** Start EXERCISE MATERIALS **

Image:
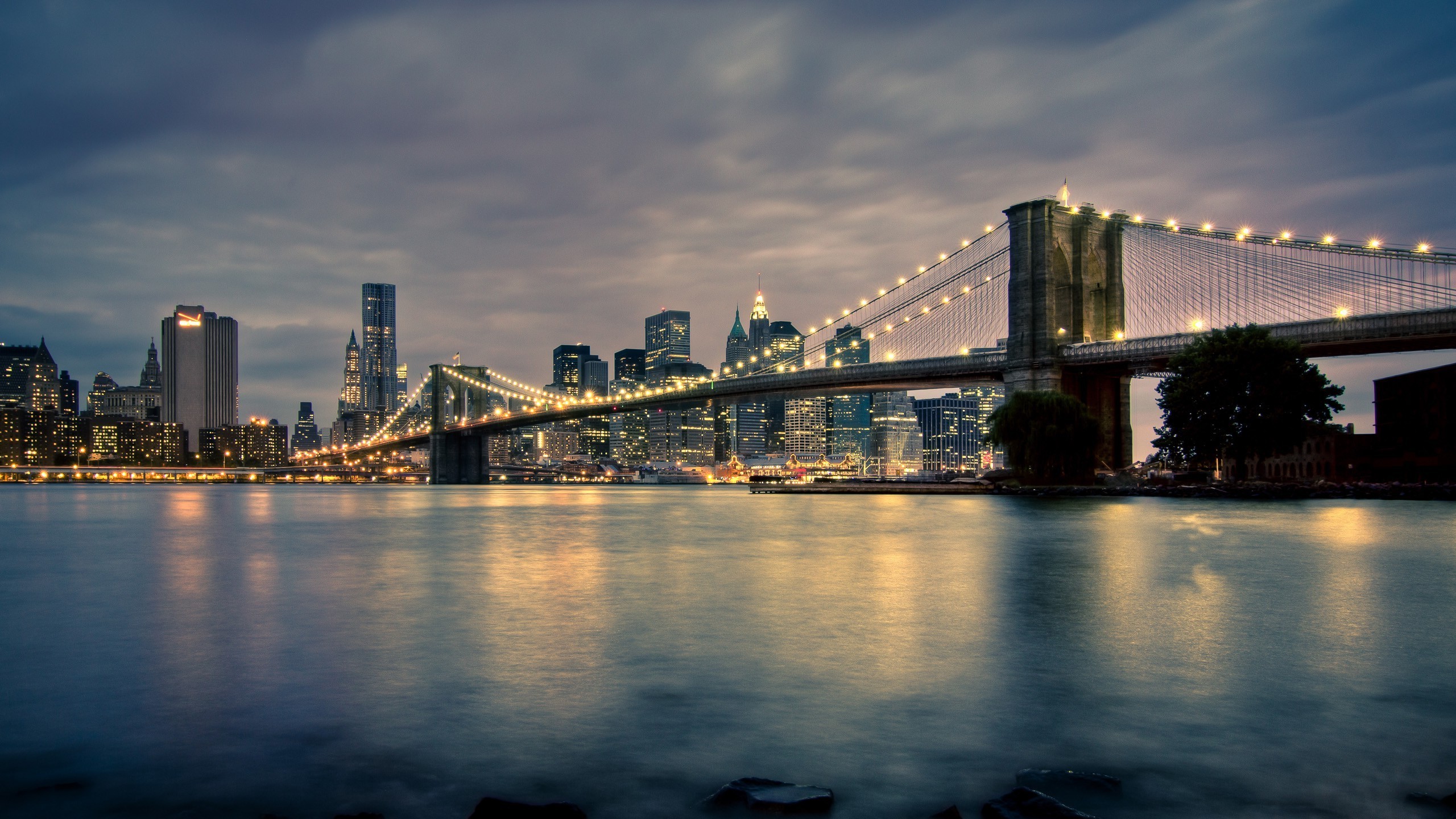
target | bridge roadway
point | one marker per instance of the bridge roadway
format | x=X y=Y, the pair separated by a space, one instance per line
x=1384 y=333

** End EXERCISE MATERIALS **
** Start EXERCISE MATERIALS **

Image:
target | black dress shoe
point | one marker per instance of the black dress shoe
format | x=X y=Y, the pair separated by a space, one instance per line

** End EXERCISE MATERIALS **

GIVEN INSTRUCTION:
Extract each line from the rows above that contains the string "dress".

RESULT OF THE TASK:
target | black dress shoe
point | one marker per instance of the black dress shoe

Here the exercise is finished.